What is a private family foundation?

Defined for tax purposes, a private family foundation is a charitable organization that is not a public charity. It is a separate legal entity, organized as a nonprofit corporation or a trust, created by a single individual or family (donors). Private family foundations do not receive donations from the public, but are funded by family members and related persons or entities only.

A private family foundation's primary purpose is to make grants to charities, and usually does not engage in charitable services itself (those that do are called private operating foundations). Because of its charitable purpose, the foundation is given the same tax-exempt status as Section 501©)(3) public charities. Donors receive an immediate income tax deduction in the year they contribute property to the foundation (subject to the usual limitations), avoid capital gains tax on contributions of appreciated property, and reduce their taxable estates. The foundation, however, must pay excise tax on net investment income.

The main advantage of a private family foundation is that the donors control how contributions are invested, and how grants to charities are made. Typically, grants are directed to the donor's community or areas of interest (e.g., medical research, conservation).

Though a private family foundation can provide great personal satisfaction and tax benefits, there is a significant downside. Foundations must be organized and operated according to specific sections of the Internal Revenue Code, follow special rules and requirements, and maintain many administrative functions. Violations can result in taxes and harsh penalties against the foundation, its donors, and others.

• • • •

TASK 1 | List the tax benefits that donors receive, according to the passage on private family foundations.
TASK 2 | In the passage on private family foundations, what tax must the foundation itself pay?
The records that follow are separate material with no connection to the foundation passage.

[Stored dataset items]
• • • •

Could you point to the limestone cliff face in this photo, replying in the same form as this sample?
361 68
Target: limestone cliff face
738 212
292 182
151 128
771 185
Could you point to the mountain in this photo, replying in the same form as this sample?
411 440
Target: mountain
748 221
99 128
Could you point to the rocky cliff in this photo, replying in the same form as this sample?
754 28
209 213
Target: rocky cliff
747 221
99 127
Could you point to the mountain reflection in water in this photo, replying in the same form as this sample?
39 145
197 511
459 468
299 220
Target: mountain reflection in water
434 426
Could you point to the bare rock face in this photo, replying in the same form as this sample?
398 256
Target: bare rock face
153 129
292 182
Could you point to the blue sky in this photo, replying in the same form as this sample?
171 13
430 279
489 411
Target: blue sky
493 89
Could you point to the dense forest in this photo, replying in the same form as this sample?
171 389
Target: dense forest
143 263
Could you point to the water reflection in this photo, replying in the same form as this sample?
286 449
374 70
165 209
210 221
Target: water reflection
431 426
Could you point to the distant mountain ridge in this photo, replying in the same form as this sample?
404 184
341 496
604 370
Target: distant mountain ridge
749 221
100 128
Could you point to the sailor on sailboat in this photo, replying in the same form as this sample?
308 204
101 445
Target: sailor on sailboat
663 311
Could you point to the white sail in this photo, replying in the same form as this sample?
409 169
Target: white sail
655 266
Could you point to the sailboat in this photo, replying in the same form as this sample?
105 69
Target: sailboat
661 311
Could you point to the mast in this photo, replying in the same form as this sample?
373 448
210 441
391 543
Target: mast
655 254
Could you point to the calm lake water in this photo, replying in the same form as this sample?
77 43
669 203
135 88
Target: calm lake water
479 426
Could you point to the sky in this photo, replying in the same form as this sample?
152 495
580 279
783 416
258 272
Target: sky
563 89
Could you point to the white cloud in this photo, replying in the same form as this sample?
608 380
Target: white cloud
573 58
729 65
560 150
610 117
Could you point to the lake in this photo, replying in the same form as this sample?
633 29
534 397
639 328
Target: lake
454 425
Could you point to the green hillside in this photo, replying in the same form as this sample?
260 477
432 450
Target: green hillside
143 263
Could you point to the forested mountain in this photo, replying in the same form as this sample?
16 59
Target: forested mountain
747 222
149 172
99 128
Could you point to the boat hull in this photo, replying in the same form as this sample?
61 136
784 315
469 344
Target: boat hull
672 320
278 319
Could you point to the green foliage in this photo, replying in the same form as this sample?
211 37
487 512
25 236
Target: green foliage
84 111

• • • •

RESPONSE AREA 1 |
- An immediate income tax deduction in the year they contribute property to the foundation (subject to the usual limitations)
- Avoiding capital gains tax on contributions of appreciated property
- A reduction of their taxable estates

RESPONSE AREA 2 | Excise tax on net investment income.